CHECK YOUR UNDERSTANDING >>
1. In the forum discussion, why does the first writer want NHS numbers made unchangeable? Answer in one to three sentences.
2. Answer these questions from the forum discussion:
(a) What does the first writer say makes them very suspicious?
(b) What did part of the Cass review advise, according to the second writer?
(c) Who does the first writer say will, for the most part, be hurt if the replacement services do not make the listed changes?
3. Please reproduce the forum discussion word for word, starting with "This is only" and going on through "me very suspicious.".
======== PASSAGE TO READ ========
This is only good news if the replacement services make changes so that they no longer practice affirmation-only, keep strict patient records, maintain follow-up and only provide treatment in accordance with the evidence-base. There also needs to be funding for neutral point-of-view and publicly available research both into outcomes of treatment and looking at why there is a surge in teenage girls claiming to be boys (and the researchers must be free to publish politically difficult findings and not allowed to bury results they find inconvenient)

If they don’t do these things then all that will happen is that they will speed up the autist to trans pipeline, and, for the most part, young women will be hurt.

The fact that Stonewall is happy with this makes me very suspicious.

We also need some legislation that makes your NHS number unchangeable. One of the reasons why there’s a lack of follow-up data, in a system where follow-up for every other medical condition is simple, is that they allowed people to change their NHS number when they altered their gender on official records, making it possible to disappear from follow-up.

[–]Datachost 3 insightful - 1 fun3 insightful - 0 fun4 insightful - 1 fun -  (1 child)

From what I've read it seems like the local services taking over, is in part due to a feeling that a lot of them could provide more precise, or at least more specialised, psychological help, which is definitely a step in the right direction. Basically part of the Cass review advised that dysphoria may have a number of causes and that localised/personalised help may help solve that. For now I'm going to say it seems like more of a positive step than a negative one

[–][deleted] 3 insightful - 1 fun3 insightful - 0 fun4 insightful - 1 fun -  (0 children)

Exactly. One step at a time. I think we all wish there was more being done, but sometimes you just have to take the small wins when you can.
======== DATA RECORDS ========
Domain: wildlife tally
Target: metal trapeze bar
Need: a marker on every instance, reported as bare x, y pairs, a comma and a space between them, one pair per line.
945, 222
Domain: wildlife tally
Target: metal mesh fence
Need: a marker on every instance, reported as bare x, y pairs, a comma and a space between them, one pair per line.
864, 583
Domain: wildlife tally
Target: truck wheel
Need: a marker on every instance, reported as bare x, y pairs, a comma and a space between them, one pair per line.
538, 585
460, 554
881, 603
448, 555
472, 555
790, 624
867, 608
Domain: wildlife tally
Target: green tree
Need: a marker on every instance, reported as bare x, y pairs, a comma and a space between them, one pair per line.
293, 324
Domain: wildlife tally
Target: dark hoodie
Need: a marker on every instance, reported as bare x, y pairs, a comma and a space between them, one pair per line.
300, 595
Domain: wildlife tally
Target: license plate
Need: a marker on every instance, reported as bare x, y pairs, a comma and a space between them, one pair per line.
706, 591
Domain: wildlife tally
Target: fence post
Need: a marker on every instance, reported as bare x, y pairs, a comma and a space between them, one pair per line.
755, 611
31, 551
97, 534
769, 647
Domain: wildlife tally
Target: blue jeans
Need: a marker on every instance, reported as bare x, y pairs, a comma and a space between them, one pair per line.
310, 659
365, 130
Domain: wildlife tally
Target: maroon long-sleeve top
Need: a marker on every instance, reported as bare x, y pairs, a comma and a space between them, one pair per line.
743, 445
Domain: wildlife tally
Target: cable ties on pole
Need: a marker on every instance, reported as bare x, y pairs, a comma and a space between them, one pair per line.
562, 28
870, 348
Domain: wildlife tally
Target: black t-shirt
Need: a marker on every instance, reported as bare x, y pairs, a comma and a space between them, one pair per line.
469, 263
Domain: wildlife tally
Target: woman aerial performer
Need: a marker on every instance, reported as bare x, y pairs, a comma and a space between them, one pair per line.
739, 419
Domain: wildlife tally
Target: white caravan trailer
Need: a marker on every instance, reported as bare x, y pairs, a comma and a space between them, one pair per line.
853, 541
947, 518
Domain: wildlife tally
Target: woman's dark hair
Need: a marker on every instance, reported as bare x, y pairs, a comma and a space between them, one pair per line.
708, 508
========
PER-TASK ANSWERS >>
1. The writer says people were allowed to change their NHS number when they altered their gender on official records, which made it possible to disappear from follow-up. This is given as one reason for the lack of follow-up data, in a system where follow-up for every other medical condition is simple.

2.
(a) The fact that Stonewall is happy with this.
(b) That dysphoria may have a number of causes and that localised/personalised help may help solve that.
(c) Young women.

3.
This is only good news if the replacement services make changes so that they no longer practice affirmation-only, keep strict patient records, maintain follow-up and only provide treatment in accordance with the evidence-base. There also needs to be funding for neutral point-of-view and publicly available research both into outcomes of treatment and looking at why there is a surge in teenage girls claiming to be boys (and the researchers must be free to publish politically difficult findings and not allowed to bury results they find inconvenient)

If they don’t do these things then all that will happen is that they will speed up the autist to trans pipeline, and, for the most part, young women will be hurt.

The fact that Stonewall is happy with this makes me very suspicious.